• TEXT SEGMENT
#####

Covid-19 support included $22.4 billion in loans to this borrower segment, benefitting roughly 395,000 clients. Loans provided working capital, payroll financing, advances on receivables and more. Loan extensions and grace periods were also offered.

Technology plays a significant role in Banco do Brasil’s operations, and never more than during the pandemic. Installment extension requests were processed via the bank’s Digital PJ mobile app, which in 2020 processed more than 1.05 billion transactions and interactions. These included consultations, chats and loan applications. In addition, the bank debuted technologies that enable microenterprises to open checking accounts digitally and access services including automatic deposits, withdrawals and cash transfers. Finally, the bank partners with the nonprofit Brazilian Micro and Small Business Support Service business-development organization to engender a sustainable environment for Brazilian SMEs and microenterprises.

BEST SME BANK IN THE MIDDLE EAST

Emirates NBD

Emirates NBD bills itself as the leading banking group in the Middle East and North Africa. It has an SME market share of 24% in the United Arab Emirates (UAE), with approximately 65,500 SME accounts. SME products and services are provided throughout its 68 branches, including seven key business banking centers. The bank’s 100 SME business relationship managers offer SME customers a broad array of accounts, along with cash management, asset management, wealth management and trade finance services.

#####

• WORK REQUEST
Reproduce the passage of the SME banking excerpt between "Technology plays a" and "SMEs and microenterprises.", inclusive.

[Stored data]
#####

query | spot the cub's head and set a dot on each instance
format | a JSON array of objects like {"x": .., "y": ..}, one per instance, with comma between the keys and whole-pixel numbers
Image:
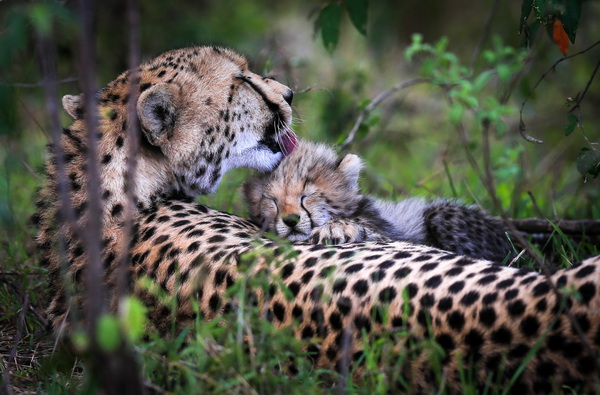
[
  {"x": 201, "y": 112},
  {"x": 310, "y": 187}
]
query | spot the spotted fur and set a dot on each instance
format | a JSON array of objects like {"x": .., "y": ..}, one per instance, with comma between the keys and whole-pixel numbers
[
  {"x": 314, "y": 195},
  {"x": 487, "y": 316}
]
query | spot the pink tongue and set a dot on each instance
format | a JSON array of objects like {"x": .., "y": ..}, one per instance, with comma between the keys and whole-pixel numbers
[{"x": 289, "y": 141}]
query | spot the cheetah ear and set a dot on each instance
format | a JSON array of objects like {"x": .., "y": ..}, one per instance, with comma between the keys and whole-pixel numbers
[
  {"x": 351, "y": 166},
  {"x": 157, "y": 111},
  {"x": 73, "y": 105},
  {"x": 253, "y": 190}
]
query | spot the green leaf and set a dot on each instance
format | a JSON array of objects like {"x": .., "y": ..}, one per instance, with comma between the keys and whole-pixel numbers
[
  {"x": 358, "y": 11},
  {"x": 570, "y": 18},
  {"x": 108, "y": 335},
  {"x": 525, "y": 11},
  {"x": 572, "y": 122},
  {"x": 132, "y": 314},
  {"x": 504, "y": 73},
  {"x": 588, "y": 162},
  {"x": 329, "y": 21}
]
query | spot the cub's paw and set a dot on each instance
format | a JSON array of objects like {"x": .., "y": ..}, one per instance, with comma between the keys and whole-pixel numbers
[{"x": 338, "y": 232}]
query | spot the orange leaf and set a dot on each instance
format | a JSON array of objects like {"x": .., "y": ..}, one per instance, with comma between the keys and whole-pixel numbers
[{"x": 560, "y": 37}]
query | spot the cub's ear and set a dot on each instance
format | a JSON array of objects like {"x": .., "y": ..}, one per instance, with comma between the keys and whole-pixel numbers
[
  {"x": 351, "y": 166},
  {"x": 252, "y": 191},
  {"x": 73, "y": 105},
  {"x": 157, "y": 111}
]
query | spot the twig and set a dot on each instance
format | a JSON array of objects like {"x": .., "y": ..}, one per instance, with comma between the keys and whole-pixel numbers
[
  {"x": 375, "y": 102},
  {"x": 6, "y": 388},
  {"x": 91, "y": 233},
  {"x": 522, "y": 127},
  {"x": 484, "y": 35},
  {"x": 587, "y": 86}
]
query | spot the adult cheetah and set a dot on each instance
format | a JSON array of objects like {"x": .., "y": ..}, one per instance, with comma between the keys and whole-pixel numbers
[{"x": 202, "y": 113}]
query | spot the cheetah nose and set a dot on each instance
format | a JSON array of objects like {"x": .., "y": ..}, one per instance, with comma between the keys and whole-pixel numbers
[
  {"x": 288, "y": 96},
  {"x": 291, "y": 220}
]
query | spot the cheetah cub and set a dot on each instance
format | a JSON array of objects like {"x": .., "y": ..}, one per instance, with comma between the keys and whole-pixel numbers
[{"x": 314, "y": 195}]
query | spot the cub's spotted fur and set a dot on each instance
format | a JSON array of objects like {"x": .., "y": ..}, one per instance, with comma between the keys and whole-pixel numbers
[
  {"x": 203, "y": 112},
  {"x": 314, "y": 195}
]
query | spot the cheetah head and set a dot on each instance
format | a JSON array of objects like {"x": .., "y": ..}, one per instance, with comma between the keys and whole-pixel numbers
[
  {"x": 202, "y": 112},
  {"x": 310, "y": 187}
]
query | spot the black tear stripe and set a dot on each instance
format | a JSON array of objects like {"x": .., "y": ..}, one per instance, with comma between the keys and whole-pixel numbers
[{"x": 274, "y": 108}]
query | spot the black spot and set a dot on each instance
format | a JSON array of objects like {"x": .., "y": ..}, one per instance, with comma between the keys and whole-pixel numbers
[
  {"x": 530, "y": 326},
  {"x": 354, "y": 268},
  {"x": 541, "y": 289},
  {"x": 490, "y": 278},
  {"x": 516, "y": 308},
  {"x": 344, "y": 305},
  {"x": 279, "y": 311},
  {"x": 339, "y": 285},
  {"x": 456, "y": 320},
  {"x": 487, "y": 317},
  {"x": 335, "y": 321},
  {"x": 502, "y": 336},
  {"x": 411, "y": 290},
  {"x": 474, "y": 341},
  {"x": 307, "y": 333},
  {"x": 362, "y": 322},
  {"x": 360, "y": 287},
  {"x": 511, "y": 294},
  {"x": 469, "y": 298},
  {"x": 294, "y": 287},
  {"x": 429, "y": 266},
  {"x": 541, "y": 305},
  {"x": 505, "y": 283},
  {"x": 306, "y": 277},
  {"x": 214, "y": 302},
  {"x": 193, "y": 247},
  {"x": 402, "y": 272},
  {"x": 445, "y": 304},
  {"x": 287, "y": 270},
  {"x": 587, "y": 292},
  {"x": 161, "y": 239},
  {"x": 446, "y": 342},
  {"x": 456, "y": 287},
  {"x": 216, "y": 239},
  {"x": 433, "y": 282},
  {"x": 585, "y": 271},
  {"x": 402, "y": 255},
  {"x": 220, "y": 276},
  {"x": 346, "y": 254},
  {"x": 387, "y": 294},
  {"x": 454, "y": 271},
  {"x": 310, "y": 262},
  {"x": 490, "y": 298}
]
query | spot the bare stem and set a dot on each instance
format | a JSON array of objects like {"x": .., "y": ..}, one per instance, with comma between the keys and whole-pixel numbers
[{"x": 375, "y": 102}]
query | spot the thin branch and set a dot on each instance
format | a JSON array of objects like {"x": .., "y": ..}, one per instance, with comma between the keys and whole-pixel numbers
[
  {"x": 484, "y": 35},
  {"x": 133, "y": 21},
  {"x": 587, "y": 86},
  {"x": 6, "y": 387},
  {"x": 91, "y": 235},
  {"x": 375, "y": 102},
  {"x": 522, "y": 127}
]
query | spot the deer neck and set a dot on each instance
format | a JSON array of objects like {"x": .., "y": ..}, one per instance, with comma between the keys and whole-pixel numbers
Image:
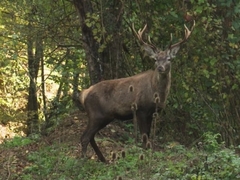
[{"x": 161, "y": 81}]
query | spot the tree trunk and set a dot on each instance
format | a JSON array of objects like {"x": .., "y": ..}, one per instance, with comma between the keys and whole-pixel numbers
[
  {"x": 89, "y": 43},
  {"x": 106, "y": 64}
]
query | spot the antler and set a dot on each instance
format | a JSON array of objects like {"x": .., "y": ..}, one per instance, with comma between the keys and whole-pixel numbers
[
  {"x": 187, "y": 34},
  {"x": 139, "y": 36}
]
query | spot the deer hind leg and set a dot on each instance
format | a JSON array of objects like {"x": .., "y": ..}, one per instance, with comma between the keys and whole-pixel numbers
[
  {"x": 88, "y": 136},
  {"x": 144, "y": 123}
]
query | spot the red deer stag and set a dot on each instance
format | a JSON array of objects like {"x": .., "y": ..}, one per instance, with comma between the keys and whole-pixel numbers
[{"x": 114, "y": 99}]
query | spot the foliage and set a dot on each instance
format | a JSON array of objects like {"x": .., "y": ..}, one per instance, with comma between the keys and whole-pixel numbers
[
  {"x": 207, "y": 160},
  {"x": 204, "y": 95}
]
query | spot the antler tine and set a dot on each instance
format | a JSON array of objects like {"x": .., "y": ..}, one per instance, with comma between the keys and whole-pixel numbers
[
  {"x": 187, "y": 34},
  {"x": 139, "y": 35}
]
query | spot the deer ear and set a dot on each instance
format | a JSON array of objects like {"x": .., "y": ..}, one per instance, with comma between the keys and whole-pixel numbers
[
  {"x": 171, "y": 53},
  {"x": 148, "y": 51}
]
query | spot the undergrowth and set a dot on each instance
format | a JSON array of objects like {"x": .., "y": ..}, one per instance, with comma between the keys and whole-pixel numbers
[{"x": 207, "y": 160}]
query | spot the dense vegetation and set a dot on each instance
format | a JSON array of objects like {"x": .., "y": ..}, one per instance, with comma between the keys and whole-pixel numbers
[{"x": 49, "y": 48}]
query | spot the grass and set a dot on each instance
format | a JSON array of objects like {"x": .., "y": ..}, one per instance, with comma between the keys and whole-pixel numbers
[{"x": 209, "y": 160}]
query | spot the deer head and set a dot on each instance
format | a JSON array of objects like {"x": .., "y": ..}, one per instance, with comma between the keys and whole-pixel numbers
[{"x": 162, "y": 58}]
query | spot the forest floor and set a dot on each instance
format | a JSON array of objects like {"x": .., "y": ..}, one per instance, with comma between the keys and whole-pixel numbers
[
  {"x": 57, "y": 156},
  {"x": 68, "y": 132}
]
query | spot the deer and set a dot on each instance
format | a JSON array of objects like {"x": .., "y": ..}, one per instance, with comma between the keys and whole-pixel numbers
[{"x": 138, "y": 95}]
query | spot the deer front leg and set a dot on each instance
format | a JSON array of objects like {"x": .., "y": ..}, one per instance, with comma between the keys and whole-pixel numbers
[{"x": 144, "y": 123}]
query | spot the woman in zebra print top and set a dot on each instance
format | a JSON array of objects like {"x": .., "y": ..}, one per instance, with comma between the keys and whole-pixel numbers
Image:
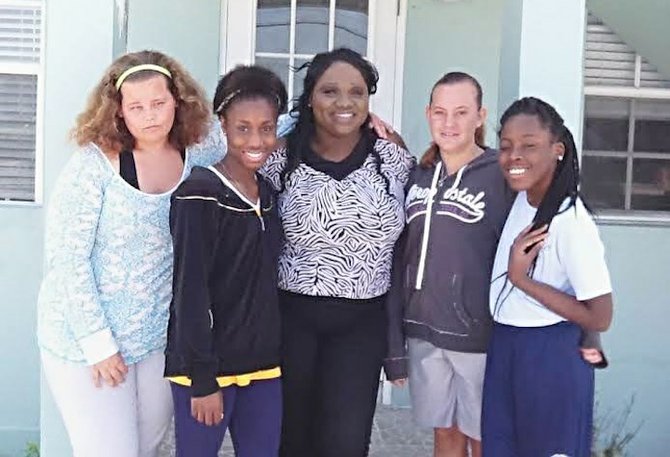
[{"x": 341, "y": 194}]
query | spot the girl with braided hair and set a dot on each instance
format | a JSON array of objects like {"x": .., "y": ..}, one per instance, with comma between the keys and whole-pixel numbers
[
  {"x": 549, "y": 282},
  {"x": 222, "y": 355}
]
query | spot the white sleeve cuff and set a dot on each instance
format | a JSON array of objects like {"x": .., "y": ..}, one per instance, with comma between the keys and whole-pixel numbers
[{"x": 98, "y": 346}]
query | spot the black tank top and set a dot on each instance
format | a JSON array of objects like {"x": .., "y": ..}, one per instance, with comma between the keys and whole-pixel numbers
[{"x": 127, "y": 168}]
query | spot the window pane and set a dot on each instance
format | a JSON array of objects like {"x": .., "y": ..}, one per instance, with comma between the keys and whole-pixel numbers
[
  {"x": 279, "y": 65},
  {"x": 17, "y": 136},
  {"x": 311, "y": 29},
  {"x": 604, "y": 182},
  {"x": 606, "y": 124},
  {"x": 20, "y": 34},
  {"x": 351, "y": 25},
  {"x": 652, "y": 126},
  {"x": 651, "y": 185},
  {"x": 272, "y": 25}
]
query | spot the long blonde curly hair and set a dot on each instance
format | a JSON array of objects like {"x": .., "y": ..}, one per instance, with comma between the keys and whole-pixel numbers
[{"x": 101, "y": 122}]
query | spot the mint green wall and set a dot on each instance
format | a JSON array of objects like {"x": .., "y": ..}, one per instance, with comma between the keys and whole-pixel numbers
[
  {"x": 187, "y": 31},
  {"x": 78, "y": 48},
  {"x": 20, "y": 271},
  {"x": 443, "y": 37},
  {"x": 638, "y": 341}
]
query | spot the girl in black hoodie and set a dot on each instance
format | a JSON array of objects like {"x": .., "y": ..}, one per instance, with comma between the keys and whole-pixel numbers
[{"x": 456, "y": 205}]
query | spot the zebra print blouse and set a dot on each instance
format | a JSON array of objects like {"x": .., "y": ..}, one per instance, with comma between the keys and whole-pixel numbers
[{"x": 340, "y": 234}]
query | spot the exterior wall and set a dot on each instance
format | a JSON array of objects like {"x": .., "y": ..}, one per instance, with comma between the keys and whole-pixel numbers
[
  {"x": 474, "y": 40},
  {"x": 638, "y": 340},
  {"x": 79, "y": 47},
  {"x": 20, "y": 272},
  {"x": 541, "y": 52},
  {"x": 189, "y": 34}
]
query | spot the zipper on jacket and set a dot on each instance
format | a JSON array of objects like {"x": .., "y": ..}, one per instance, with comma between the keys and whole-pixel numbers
[{"x": 427, "y": 219}]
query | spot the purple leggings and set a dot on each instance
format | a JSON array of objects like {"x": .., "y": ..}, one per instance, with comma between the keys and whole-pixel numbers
[{"x": 253, "y": 414}]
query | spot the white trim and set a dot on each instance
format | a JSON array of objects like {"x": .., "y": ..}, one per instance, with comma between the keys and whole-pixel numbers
[
  {"x": 293, "y": 18},
  {"x": 239, "y": 33},
  {"x": 632, "y": 217},
  {"x": 385, "y": 47},
  {"x": 627, "y": 92},
  {"x": 283, "y": 55},
  {"x": 22, "y": 4},
  {"x": 372, "y": 19},
  {"x": 638, "y": 70},
  {"x": 37, "y": 69},
  {"x": 223, "y": 36},
  {"x": 331, "y": 24},
  {"x": 39, "y": 115},
  {"x": 21, "y": 68},
  {"x": 399, "y": 72}
]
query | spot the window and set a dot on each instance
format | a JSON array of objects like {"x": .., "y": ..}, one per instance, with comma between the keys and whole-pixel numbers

#####

• YOUR SOLUTION
Technology plays a significant role in Banco do Brasil’s operations, and never more than during the pandemic. Installment extension requests were processed via the bank’s Digital PJ mobile app, which in 2020 processed more than 1.05 billion transactions and interactions. These included consultations, chats and loan applications. In addition, the bank debuted technologies that enable microenterprises to open checking accounts digitally and access services including automatic deposits, withdrawals and cash transfers. Finally, the bank partners with the nonprofit Brazilian Micro and Small Business Support Service business-development organization to engender a sustainable environment for Brazilian SMEs and microenterprises.